## Exercise prompt
Copy out the records below line for line, changing nothing.
===
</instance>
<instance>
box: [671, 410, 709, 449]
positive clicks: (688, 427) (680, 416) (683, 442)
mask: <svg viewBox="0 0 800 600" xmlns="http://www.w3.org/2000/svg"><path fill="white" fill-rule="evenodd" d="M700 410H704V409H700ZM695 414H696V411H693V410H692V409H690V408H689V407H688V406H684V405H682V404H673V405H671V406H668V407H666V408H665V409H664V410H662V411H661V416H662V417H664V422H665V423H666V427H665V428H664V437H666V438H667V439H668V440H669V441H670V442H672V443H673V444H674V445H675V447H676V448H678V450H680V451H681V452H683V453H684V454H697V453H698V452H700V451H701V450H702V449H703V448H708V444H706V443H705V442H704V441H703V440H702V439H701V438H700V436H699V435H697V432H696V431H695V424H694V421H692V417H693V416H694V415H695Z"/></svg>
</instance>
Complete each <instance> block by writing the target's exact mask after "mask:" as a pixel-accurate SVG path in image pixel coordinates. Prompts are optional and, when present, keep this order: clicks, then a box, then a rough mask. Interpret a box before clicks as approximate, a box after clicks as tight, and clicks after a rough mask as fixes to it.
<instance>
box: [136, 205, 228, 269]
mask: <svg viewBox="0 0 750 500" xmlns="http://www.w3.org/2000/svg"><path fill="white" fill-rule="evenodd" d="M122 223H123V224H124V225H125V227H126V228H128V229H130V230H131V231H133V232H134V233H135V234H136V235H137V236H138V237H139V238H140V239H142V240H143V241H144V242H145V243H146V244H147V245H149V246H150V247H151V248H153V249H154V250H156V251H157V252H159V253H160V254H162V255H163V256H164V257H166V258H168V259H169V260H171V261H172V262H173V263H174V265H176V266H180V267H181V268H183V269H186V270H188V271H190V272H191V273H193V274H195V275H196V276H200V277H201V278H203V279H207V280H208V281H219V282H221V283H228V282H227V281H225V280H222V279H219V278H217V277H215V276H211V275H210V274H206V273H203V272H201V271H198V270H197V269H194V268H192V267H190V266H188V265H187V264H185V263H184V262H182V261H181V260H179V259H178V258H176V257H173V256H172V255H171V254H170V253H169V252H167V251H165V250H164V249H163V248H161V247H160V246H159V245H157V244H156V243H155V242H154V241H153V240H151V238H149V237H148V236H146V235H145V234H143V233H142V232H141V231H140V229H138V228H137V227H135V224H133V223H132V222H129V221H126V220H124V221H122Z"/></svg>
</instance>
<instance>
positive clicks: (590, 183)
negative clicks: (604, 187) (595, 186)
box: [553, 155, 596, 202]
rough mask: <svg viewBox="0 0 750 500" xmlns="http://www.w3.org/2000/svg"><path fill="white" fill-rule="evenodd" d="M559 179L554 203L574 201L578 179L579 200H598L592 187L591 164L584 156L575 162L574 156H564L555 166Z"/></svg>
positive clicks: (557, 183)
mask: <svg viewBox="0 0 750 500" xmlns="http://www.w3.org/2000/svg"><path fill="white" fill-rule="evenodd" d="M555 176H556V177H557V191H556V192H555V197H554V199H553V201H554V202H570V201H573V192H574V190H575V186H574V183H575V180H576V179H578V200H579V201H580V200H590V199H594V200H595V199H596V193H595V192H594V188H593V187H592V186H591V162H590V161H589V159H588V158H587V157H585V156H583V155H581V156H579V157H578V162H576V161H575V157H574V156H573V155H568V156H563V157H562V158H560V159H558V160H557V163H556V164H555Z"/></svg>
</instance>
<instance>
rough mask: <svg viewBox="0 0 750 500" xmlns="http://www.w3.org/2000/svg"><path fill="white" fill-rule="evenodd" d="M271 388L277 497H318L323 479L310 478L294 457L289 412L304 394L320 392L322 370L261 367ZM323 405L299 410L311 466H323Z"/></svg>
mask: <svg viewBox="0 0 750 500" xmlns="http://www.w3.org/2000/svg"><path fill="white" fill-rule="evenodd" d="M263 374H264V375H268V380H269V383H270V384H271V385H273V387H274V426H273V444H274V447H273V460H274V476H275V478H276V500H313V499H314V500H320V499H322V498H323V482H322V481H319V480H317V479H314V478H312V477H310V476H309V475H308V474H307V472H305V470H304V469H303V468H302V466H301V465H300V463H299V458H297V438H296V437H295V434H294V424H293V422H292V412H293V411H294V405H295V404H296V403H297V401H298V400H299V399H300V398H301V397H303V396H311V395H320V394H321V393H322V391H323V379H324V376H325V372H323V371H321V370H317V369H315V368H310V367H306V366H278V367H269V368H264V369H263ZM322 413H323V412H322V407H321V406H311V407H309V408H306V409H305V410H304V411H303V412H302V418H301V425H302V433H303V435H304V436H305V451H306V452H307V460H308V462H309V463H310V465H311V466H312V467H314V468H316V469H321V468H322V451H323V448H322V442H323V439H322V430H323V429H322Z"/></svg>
===
## Completed task
</instance>
<instance>
box: [671, 410, 709, 449]
positive clicks: (688, 427) (680, 416) (683, 442)
mask: <svg viewBox="0 0 800 600" xmlns="http://www.w3.org/2000/svg"><path fill="white" fill-rule="evenodd" d="M700 410H704V409H700ZM695 414H696V411H693V410H692V409H690V408H689V407H688V406H684V405H682V404H673V405H671V406H668V407H666V408H665V409H664V410H662V411H661V416H662V417H664V422H665V423H666V427H665V428H664V437H666V438H667V439H668V440H669V441H670V442H672V443H673V444H674V445H675V447H676V448H678V450H680V451H681V452H683V453H684V454H697V453H698V452H700V451H701V450H702V449H703V448H708V444H706V443H705V442H704V441H703V440H702V439H701V438H700V436H699V435H697V432H696V431H695V424H694V421H692V417H693V416H694V415H695Z"/></svg>
</instance>
Complete each <instance> block by writing the target's exact mask after "mask:" as a pixel-accurate SVG path in image pixel coordinates. Prompts are optional and, when present, keep this order: clicks, then a box, then a rough mask. Interpret a box before clicks as approximate, a box after clicks as tight, and clicks after a rough mask as fixes to it.
<instance>
box: [136, 205, 228, 269]
mask: <svg viewBox="0 0 750 500" xmlns="http://www.w3.org/2000/svg"><path fill="white" fill-rule="evenodd" d="M122 223H123V224H124V225H125V227H126V228H128V229H130V230H131V231H133V232H134V233H135V234H136V235H137V236H138V237H139V238H140V239H142V240H143V241H144V242H145V243H146V244H147V245H149V246H150V247H151V248H153V249H154V250H156V251H157V252H159V253H160V254H162V255H163V256H164V257H166V258H168V259H169V260H171V261H172V262H173V263H174V265H176V266H180V267H181V268H183V269H186V270H188V271H190V272H191V273H193V274H195V275H196V276H200V277H201V278H203V279H207V280H208V281H219V282H221V283H228V282H227V281H225V280H222V279H219V278H217V277H215V276H211V275H210V274H206V273H203V272H201V271H198V270H197V269H194V268H192V267H190V266H188V265H187V264H185V263H184V262H182V261H181V260H179V259H178V258H176V257H173V256H172V255H171V254H170V253H169V252H167V251H165V250H164V249H163V248H161V247H160V246H159V245H157V244H156V243H155V242H154V241H153V240H151V238H149V237H148V236H146V235H145V234H143V233H142V232H141V231H140V229H138V228H137V227H135V224H133V223H132V222H129V221H126V220H124V221H122Z"/></svg>
</instance>
<instance>
positive clicks: (590, 183)
negative clicks: (604, 187) (595, 186)
box: [553, 155, 596, 202]
rough mask: <svg viewBox="0 0 750 500" xmlns="http://www.w3.org/2000/svg"><path fill="white" fill-rule="evenodd" d="M559 179L554 203L574 201L578 179L579 200H598L592 187L591 164L584 156L575 162L574 156H564L555 166Z"/></svg>
positive clicks: (557, 183)
mask: <svg viewBox="0 0 750 500" xmlns="http://www.w3.org/2000/svg"><path fill="white" fill-rule="evenodd" d="M555 176H556V177H557V191H556V192H555V197H554V199H553V201H554V202H570V201H573V192H574V190H575V186H574V183H575V180H576V179H578V200H579V201H580V200H590V199H594V200H595V199H596V193H595V192H594V188H593V187H592V186H591V162H590V161H589V159H588V158H587V157H585V156H583V155H581V156H579V157H578V162H576V161H575V157H574V156H573V155H568V156H563V157H562V158H560V159H558V160H557V163H556V164H555Z"/></svg>
</instance>
<instance>
rough mask: <svg viewBox="0 0 750 500" xmlns="http://www.w3.org/2000/svg"><path fill="white" fill-rule="evenodd" d="M271 388L277 497H318L323 479L310 478L294 457L289 412L304 394L320 392L322 370L261 367ZM323 405L299 410L311 466H323Z"/></svg>
mask: <svg viewBox="0 0 750 500" xmlns="http://www.w3.org/2000/svg"><path fill="white" fill-rule="evenodd" d="M263 374H264V375H268V380H269V383H270V384H271V385H273V387H274V426H273V444H274V447H273V460H274V476H275V478H276V500H313V499H314V500H320V499H322V498H323V482H322V481H319V480H317V479H314V478H312V477H310V476H309V475H308V474H307V472H305V470H304V469H303V468H302V466H301V465H300V463H299V458H297V438H296V437H295V434H294V424H293V422H292V412H293V411H294V405H295V404H296V403H297V401H298V400H299V399H300V398H301V397H303V396H311V395H320V394H321V393H322V391H323V379H324V376H325V372H323V371H321V370H317V369H315V368H310V367H306V366H278V367H269V368H264V369H263ZM322 413H323V412H322V407H321V406H311V407H309V408H306V409H305V410H304V411H303V412H302V418H301V425H302V433H303V435H304V436H305V451H306V452H307V460H308V462H309V463H310V465H311V466H312V467H314V468H316V469H321V468H322V451H323V448H322V442H323V439H322V430H323V429H322Z"/></svg>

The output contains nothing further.